Description of the task »
How many lines in the entries below contain the string "lower", matching case exactly? Reply with the number only.

Data rows »
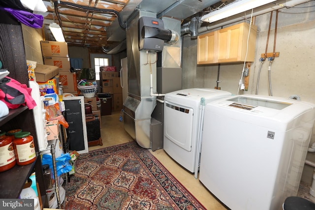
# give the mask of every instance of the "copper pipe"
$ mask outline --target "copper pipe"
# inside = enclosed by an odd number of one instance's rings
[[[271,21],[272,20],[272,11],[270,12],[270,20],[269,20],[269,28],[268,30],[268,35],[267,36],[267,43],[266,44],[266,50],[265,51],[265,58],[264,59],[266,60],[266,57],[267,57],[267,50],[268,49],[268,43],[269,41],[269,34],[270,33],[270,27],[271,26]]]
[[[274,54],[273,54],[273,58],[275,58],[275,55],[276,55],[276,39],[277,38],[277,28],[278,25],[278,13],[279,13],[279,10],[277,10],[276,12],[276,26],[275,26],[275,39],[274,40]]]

==

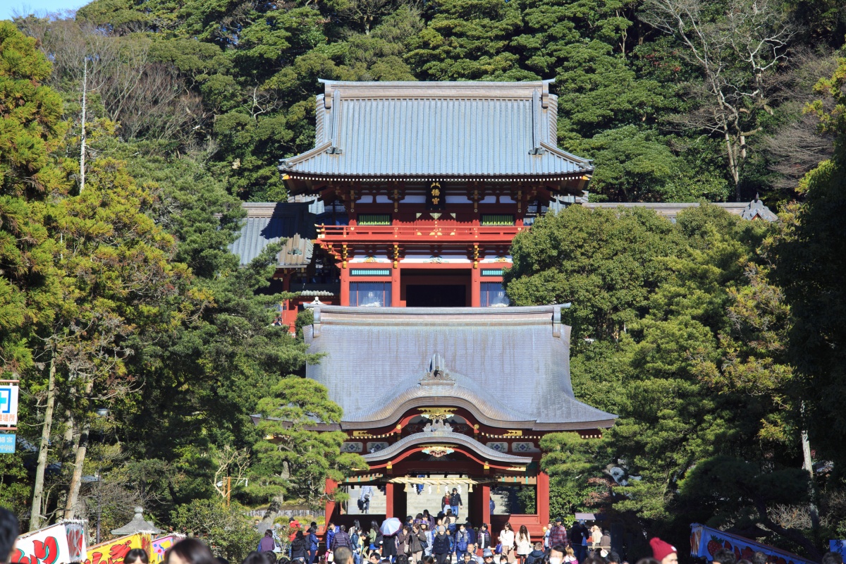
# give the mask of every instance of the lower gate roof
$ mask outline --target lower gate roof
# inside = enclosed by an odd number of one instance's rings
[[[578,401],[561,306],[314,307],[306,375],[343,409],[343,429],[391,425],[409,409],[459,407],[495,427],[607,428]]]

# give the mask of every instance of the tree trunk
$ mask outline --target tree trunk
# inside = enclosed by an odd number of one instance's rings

Exercise solution »
2